START

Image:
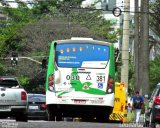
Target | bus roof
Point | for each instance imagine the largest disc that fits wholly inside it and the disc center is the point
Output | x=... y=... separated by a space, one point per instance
x=82 y=41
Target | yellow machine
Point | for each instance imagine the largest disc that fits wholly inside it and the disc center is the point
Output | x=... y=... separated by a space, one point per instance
x=120 y=104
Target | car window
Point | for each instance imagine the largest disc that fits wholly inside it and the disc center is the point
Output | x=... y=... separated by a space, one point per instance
x=154 y=93
x=8 y=83
x=36 y=98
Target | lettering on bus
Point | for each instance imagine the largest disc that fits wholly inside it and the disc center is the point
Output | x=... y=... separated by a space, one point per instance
x=117 y=99
x=68 y=77
x=100 y=79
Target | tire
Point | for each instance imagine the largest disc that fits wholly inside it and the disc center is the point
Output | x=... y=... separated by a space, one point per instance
x=51 y=116
x=152 y=123
x=59 y=115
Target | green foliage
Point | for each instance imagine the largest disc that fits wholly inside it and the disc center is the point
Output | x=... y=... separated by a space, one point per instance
x=154 y=75
x=23 y=80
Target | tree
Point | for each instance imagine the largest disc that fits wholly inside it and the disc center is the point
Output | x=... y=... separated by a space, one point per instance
x=154 y=75
x=30 y=31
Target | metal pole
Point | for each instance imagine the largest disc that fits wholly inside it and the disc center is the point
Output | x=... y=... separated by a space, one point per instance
x=125 y=44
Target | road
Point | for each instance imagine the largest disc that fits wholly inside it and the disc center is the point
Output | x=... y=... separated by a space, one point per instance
x=7 y=123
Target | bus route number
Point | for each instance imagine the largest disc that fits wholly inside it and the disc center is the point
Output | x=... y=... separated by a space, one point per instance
x=100 y=79
x=68 y=77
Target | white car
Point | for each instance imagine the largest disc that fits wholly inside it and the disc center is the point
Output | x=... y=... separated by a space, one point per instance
x=13 y=99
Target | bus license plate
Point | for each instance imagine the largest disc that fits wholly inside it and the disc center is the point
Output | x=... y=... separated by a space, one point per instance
x=80 y=101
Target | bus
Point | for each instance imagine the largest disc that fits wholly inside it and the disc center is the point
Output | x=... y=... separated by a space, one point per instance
x=80 y=79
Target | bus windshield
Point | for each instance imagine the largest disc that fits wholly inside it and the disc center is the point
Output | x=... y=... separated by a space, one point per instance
x=82 y=55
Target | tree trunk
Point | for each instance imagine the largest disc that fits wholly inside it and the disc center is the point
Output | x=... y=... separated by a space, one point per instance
x=144 y=49
x=136 y=46
x=145 y=82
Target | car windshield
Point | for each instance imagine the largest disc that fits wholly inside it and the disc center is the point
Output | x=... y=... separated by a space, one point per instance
x=36 y=98
x=8 y=83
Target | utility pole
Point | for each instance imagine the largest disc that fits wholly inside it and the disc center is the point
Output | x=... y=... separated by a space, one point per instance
x=136 y=46
x=144 y=60
x=125 y=44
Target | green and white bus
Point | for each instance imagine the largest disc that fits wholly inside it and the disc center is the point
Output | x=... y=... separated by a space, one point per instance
x=80 y=79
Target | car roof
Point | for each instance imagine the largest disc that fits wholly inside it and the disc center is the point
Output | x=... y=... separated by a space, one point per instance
x=35 y=94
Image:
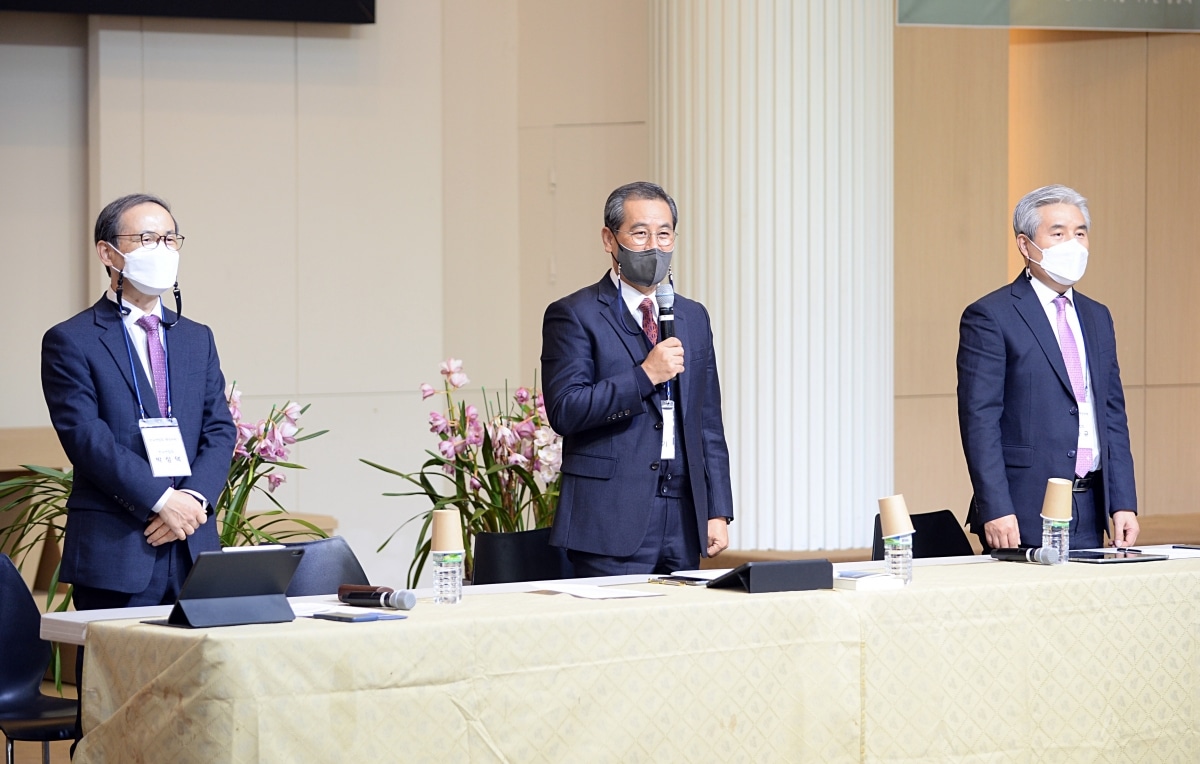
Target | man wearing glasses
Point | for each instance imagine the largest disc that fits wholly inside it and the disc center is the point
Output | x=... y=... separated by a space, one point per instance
x=137 y=397
x=646 y=469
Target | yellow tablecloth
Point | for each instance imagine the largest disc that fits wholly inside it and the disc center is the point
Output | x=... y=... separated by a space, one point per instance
x=989 y=662
x=693 y=675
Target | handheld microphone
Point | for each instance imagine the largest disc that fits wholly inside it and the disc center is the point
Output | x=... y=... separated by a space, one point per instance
x=665 y=296
x=402 y=600
x=1044 y=555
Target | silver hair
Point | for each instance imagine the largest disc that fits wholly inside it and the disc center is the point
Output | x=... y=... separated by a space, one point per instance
x=615 y=208
x=1027 y=214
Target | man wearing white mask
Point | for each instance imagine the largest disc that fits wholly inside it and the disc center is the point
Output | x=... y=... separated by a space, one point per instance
x=1039 y=390
x=137 y=397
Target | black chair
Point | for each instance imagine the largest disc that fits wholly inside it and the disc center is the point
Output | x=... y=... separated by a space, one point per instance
x=519 y=555
x=936 y=534
x=25 y=714
x=327 y=564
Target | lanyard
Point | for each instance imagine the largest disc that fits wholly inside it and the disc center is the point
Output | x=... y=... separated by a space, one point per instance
x=133 y=367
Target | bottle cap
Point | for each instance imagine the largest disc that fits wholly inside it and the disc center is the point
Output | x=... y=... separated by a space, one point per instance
x=1056 y=504
x=894 y=518
x=447 y=531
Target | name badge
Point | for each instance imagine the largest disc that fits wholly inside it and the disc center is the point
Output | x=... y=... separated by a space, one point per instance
x=669 y=429
x=165 y=447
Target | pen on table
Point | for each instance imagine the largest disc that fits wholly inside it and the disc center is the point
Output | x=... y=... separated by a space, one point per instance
x=669 y=582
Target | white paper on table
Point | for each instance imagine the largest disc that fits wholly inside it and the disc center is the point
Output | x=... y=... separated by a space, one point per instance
x=707 y=575
x=595 y=593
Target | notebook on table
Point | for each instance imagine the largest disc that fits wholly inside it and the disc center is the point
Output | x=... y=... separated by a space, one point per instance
x=234 y=587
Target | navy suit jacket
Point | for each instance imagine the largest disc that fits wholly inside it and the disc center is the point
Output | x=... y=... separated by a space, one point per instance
x=603 y=403
x=87 y=378
x=1017 y=410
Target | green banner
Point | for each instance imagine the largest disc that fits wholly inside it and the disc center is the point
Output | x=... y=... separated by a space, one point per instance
x=1168 y=16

END

> _Instructions for the task_
Rescale the stretch from the line containing "Target | pen on table" through the end of the listing. Write out only those lines, each unchanged except that every x and y coordinate in the answers is multiplied by 2.25 and rounded to the nearest whole number, with halves rounded up.

> _The response_
Target | pen on table
Point | for each instance imagine the largest disc that fits wholly inside it and the disc center is the point
Output | x=... y=... separated by a space, one point per instance
x=1505 y=1310
Target | white paper on table
Point | for each instance imagine the largest disc that fits wholly inside it and the disc center is the point
Output | x=... y=... separated by a space, one point per instance
x=1591 y=1294
x=1339 y=1334
Target | notebook on table
Point | for each instance imagine the largest disc that fits wholly inside it and the disc center is the point
Output | x=... y=... separated by a space, one point per instance
x=527 y=1321
Target | navy suit jacket
Point | for each instance imagine the largest disc that fits wholly inside it and the disc center is the point
Output | x=... y=... separated by a space, one point per instance
x=1357 y=907
x=196 y=851
x=2288 y=923
Target | green banner
Point | for each instance imagine the largest disc that fits wholly inside it and the disc center is the point
Output | x=... y=... separated by a space, one point per instance
x=2628 y=36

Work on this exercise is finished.